Embora qualquer criptomoeda possa facilitar transferências mais eficientes (sem as taxas impostas pelos bancos), a importância das remessas para a economia salvadorenha aponta para outra questão. El Salvador é um país pobre, com uma das taxas mais baixas de uso da Internet nas Américas – 33% em 2017, de acordo com dados do Banco Mundial .

Quantos vendedores, vendedores ambulantes ou fazendeiros estão equipados para lidar com transações de criptomoedas? O dólar americano provavelmente continuará sendo a moeda padrão.

Os benefícios de fazer com que o Bitcoin tenha curso legal estão longe de ser claros. El Salvador já enfrenta taxas de juros mais altas, uma vez que os investidores internacionais estão preocupados com a mudança . Há preocupações de que o uso mais amplo do Bitcoin facilitará a economia paralela e tornará a evasão fiscal mais fácil.

-=-=-=-=-

Instrução 1
Copie o trecho do texto sobre o Bitcoin em El Salvador que começa em "Embora qualquer criptomoeda" e segue até "fiscal mais fácil.".
O texto acima e as linhas a seguir têm origens diferentes.

Registros extraídos de uma coleção:
-=-=-=-=-

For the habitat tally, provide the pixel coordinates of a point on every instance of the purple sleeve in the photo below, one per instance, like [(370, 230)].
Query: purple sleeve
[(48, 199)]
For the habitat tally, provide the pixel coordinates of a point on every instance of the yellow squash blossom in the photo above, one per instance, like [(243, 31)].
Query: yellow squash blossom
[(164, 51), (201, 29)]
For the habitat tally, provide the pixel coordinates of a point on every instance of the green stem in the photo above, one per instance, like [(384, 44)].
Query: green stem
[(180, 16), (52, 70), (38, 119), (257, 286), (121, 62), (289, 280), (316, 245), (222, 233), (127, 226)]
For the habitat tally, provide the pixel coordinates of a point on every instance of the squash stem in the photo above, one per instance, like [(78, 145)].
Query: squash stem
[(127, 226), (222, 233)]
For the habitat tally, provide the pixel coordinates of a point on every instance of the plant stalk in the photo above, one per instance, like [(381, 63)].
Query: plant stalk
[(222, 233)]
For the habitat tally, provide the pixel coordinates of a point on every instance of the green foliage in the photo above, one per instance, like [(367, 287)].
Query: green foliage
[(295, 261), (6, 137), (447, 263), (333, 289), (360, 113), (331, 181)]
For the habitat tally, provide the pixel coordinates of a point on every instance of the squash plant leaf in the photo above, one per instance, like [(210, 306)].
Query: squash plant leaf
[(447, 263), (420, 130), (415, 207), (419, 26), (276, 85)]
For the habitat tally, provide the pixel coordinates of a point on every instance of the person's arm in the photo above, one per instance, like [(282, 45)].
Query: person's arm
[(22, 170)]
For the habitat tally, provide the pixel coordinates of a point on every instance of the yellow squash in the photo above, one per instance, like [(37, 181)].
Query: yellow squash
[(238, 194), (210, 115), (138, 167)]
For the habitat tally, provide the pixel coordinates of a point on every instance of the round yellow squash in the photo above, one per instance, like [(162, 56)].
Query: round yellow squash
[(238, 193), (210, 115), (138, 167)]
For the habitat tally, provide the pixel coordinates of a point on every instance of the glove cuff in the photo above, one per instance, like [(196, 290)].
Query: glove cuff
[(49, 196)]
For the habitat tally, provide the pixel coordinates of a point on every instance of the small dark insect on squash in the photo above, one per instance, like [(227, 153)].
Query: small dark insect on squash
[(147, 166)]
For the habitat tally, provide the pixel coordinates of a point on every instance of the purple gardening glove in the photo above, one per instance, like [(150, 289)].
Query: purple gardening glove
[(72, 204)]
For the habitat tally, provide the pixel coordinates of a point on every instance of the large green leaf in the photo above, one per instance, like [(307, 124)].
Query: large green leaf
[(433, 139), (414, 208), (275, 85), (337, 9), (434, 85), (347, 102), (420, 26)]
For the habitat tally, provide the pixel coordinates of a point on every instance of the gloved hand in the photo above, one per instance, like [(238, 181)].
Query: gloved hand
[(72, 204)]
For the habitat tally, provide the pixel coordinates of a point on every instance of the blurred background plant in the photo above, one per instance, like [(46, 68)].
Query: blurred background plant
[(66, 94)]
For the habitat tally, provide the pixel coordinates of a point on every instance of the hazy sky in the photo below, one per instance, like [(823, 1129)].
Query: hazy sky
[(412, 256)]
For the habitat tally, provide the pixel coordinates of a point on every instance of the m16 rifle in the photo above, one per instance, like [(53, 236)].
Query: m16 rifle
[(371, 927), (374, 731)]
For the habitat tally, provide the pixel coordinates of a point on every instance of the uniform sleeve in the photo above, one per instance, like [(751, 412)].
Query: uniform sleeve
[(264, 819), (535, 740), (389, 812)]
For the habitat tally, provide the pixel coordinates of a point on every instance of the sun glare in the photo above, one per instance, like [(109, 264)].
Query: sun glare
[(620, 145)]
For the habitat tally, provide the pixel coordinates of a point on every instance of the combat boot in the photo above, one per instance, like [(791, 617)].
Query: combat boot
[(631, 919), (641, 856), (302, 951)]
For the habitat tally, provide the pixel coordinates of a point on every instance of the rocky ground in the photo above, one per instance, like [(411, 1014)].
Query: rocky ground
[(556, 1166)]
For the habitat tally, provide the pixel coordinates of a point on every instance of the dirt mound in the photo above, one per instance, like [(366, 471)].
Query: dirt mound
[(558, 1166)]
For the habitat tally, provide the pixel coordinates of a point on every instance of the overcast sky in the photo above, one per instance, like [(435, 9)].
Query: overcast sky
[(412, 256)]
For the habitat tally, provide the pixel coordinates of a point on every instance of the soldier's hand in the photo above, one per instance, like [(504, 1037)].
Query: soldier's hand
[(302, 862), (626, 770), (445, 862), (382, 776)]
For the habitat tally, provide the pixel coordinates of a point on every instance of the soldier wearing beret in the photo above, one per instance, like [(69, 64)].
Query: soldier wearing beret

-=-=-=-=-

Instrução 2
Reescreva as linhas de dados a partir da primeira, indo até a linha que contém "233), (127, 226)]", inclusive. Substitua "habitat tally" por "species count" e não altere mais nada.

Resposta do exercício 1
Embora qualquer criptomoeda possa facilitar transferências mais eficientes (sem as taxas impostas pelos bancos), a importância das remessas para a economia salvadorenha aponta para outra questão. El Salvador é um país pobre, com uma das taxas mais baixas de uso da Internet nas Américas – 33% em 2017, de acordo com dados do Banco Mundial .

Quantos vendedores, vendedores ambulantes ou fazendeiros estão equipados para lidar com transações de criptomoedas? O dólar americano provavelmente continuará sendo a moeda padrão.

Os benefícios de fazer com que o Bitcoin tenha curso legal estão longe de ser claros. El Salvador já enfrenta taxas de juros mais altas, uma vez que os investidores internacionais estão preocupados com a mudança . Há preocupações de que o uso mais amplo do Bitcoin facilitará a economia paralela e tornará a evasão fiscal mais fácil.

Resposta do exercício 2
For the species count, provide the pixel coordinates of a point on every instance of the purple sleeve in the photo below, one per instance, like [(370, 230)].
Query: purple sleeve
[(48, 199)]
For the species count, provide the pixel coordinates of a point on every instance of the yellow squash blossom in the photo above, one per instance, like [(243, 31)].
Query: yellow squash blossom
[(164, 51), (201, 29)]
For the species count, provide the pixel coordinates of a point on every instance of the green stem in the photo above, one per instance, like [(384, 44)].
Query: green stem
[(180, 16), (52, 70), (38, 119), (257, 286), (121, 62), (289, 280), (316, 245), (222, 233), (127, 226)]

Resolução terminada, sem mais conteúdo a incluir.